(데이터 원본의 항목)
▼

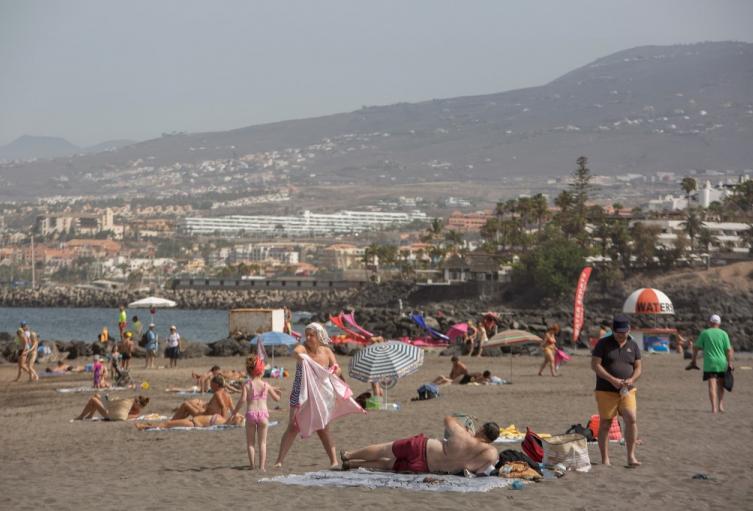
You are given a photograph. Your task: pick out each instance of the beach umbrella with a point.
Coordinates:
(385, 361)
(647, 300)
(274, 339)
(457, 330)
(511, 337)
(152, 303)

▲

▶ 문제
위 자료의 모든 줄을 그림만 빼고 한 글자도 고치지 말고 그대로 옮겨 쓰시오.

▶ 문제 풀이
You are given a photograph. Your task: pick out each instance of the beach umbrella with a point.
Coordinates:
(385, 361)
(647, 300)
(274, 339)
(457, 330)
(511, 337)
(152, 303)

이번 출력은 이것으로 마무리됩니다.